── DATA FOR THE TASK ──

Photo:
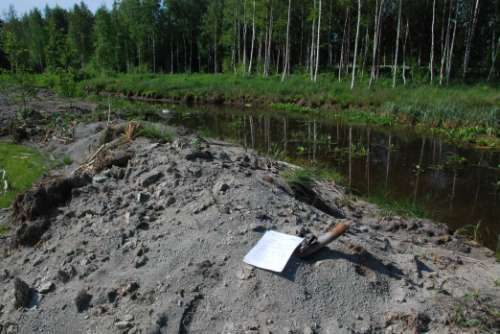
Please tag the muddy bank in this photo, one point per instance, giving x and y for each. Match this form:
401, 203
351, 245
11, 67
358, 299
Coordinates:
155, 245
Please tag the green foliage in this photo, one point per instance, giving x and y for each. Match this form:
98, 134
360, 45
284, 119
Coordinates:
473, 312
397, 207
155, 132
307, 176
471, 232
4, 229
66, 84
67, 160
23, 166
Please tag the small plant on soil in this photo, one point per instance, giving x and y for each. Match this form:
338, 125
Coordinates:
67, 160
23, 166
473, 312
471, 232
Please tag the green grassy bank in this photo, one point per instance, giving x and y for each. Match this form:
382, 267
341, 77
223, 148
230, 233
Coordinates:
466, 113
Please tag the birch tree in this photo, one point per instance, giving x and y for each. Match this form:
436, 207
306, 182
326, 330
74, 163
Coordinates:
356, 46
431, 64
317, 43
395, 69
470, 36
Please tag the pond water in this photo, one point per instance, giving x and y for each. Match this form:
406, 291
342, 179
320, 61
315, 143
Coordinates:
457, 186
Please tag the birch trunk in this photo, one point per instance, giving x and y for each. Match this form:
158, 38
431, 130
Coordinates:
470, 37
287, 47
450, 53
431, 65
244, 37
317, 44
395, 69
404, 51
342, 49
253, 40
311, 58
376, 39
356, 46
494, 53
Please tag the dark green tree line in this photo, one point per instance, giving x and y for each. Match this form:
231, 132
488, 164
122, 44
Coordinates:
432, 40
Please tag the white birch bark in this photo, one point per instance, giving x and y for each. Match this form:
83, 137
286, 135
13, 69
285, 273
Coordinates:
356, 46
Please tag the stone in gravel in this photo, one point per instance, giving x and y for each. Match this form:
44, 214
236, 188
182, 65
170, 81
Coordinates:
22, 293
28, 234
82, 301
66, 273
47, 287
170, 200
199, 155
142, 197
220, 187
140, 261
99, 179
123, 325
150, 179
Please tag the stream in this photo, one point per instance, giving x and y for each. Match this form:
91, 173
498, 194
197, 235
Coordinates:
454, 185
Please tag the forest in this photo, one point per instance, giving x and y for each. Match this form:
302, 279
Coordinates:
431, 41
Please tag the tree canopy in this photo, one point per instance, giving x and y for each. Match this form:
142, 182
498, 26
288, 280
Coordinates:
435, 40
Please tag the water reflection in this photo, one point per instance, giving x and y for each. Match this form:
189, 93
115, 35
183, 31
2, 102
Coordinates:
457, 186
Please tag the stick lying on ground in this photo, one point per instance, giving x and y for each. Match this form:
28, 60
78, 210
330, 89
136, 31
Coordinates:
312, 245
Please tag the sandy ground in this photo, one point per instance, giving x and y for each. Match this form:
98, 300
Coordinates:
154, 243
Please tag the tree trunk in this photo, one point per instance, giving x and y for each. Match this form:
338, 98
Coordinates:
450, 53
431, 65
376, 38
404, 50
267, 60
395, 70
317, 44
311, 58
494, 53
253, 39
444, 55
356, 46
342, 49
244, 37
470, 37
287, 47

───

● STATED TASK
Copy the data character for character, but drop all pictures from the copy.

● RESPONSE TO THIS EXERCISE
Photo:
Please tag the muddy bank in this photo, one point per instance, giving x and y for each. Match this form:
401, 203
351, 245
11, 67
358, 299
Coordinates:
155, 245
Please tag the green foliage in this photo, one point per instance, giving x and y for each. Match this form:
98, 134
360, 45
284, 119
Coordinates:
473, 312
397, 207
155, 132
307, 176
471, 232
4, 229
66, 84
67, 160
23, 166
Please tag the small plant on soil in this photo, one point per instance, giving x and y for each. Match this form:
338, 125
Coordinates:
67, 160
23, 166
473, 312
471, 232
Please tag the green grassy bank in this photo, one point per instance, giving x and y for each. Match this form:
382, 267
341, 77
223, 148
230, 233
Coordinates:
466, 113
Please tag the birch tree in this photo, one point per instance, giving x and y for each. Match this form:
436, 207
306, 182
326, 330
74, 163
Coordinates:
356, 46
431, 64
317, 43
395, 69
470, 36
Please tag the pond water in this photo, one point per instance, giving x and y for each. Match this form:
406, 291
342, 179
320, 61
315, 143
Coordinates:
457, 186
Please tag the birch trunk in this photo, one point per instance, giving x and y for each. Match this form:
158, 38
431, 130
Coordinates:
470, 37
287, 47
450, 53
431, 65
244, 37
317, 44
395, 69
404, 51
342, 49
253, 40
311, 58
376, 39
356, 46
494, 53
Please tag the dark green tree line in this photo, one point per instance, giving x and y for each. Match this form:
231, 132
488, 164
122, 44
Coordinates:
432, 40
Please tag the white birch bark in this photo, one point per instance, giving x and y for each. Match this form:
83, 137
286, 135
13, 69
285, 273
Coordinates:
356, 46
Please tag the stone in gravel in this photo, one point per instance, giving x and y for each. Match this form:
44, 214
236, 188
182, 65
170, 81
Coordinates:
22, 293
28, 234
82, 301
66, 273
47, 287
170, 200
199, 155
142, 197
220, 187
140, 261
99, 179
123, 325
150, 179
Please tag the stream in this photo, one point per instance, giving x and y for each. Match this form:
91, 173
498, 194
197, 235
Coordinates:
454, 185
Please tag the forest in this photo, one point per instance, giving x and y for each. Match this form:
302, 279
Coordinates:
431, 41
Please tag the tree canopy in this photo, one point per instance, giving x and y for each. Match this form:
142, 182
498, 26
288, 280
Coordinates:
435, 40
Please tag the water reflection in this photo, one point per instance, giving x and y for each. Match this form:
189, 93
115, 35
183, 31
2, 102
Coordinates:
457, 186
Please tag the stick lying on ground in this photo, one point per instance, giving x and y for each. Match this form:
28, 60
78, 210
330, 89
136, 31
Coordinates:
312, 245
Please tag the sandy ground in this photo, one point per instance, giving x and y for each. Match this form:
98, 300
Coordinates:
154, 243
Please tag the tree trunk in this photo, one point per instance, giving x and y for each. Match this form:
338, 98
Coordinates:
450, 53
431, 65
376, 38
404, 50
267, 60
395, 70
317, 44
311, 58
494, 53
253, 39
444, 55
356, 46
342, 49
244, 37
470, 37
287, 47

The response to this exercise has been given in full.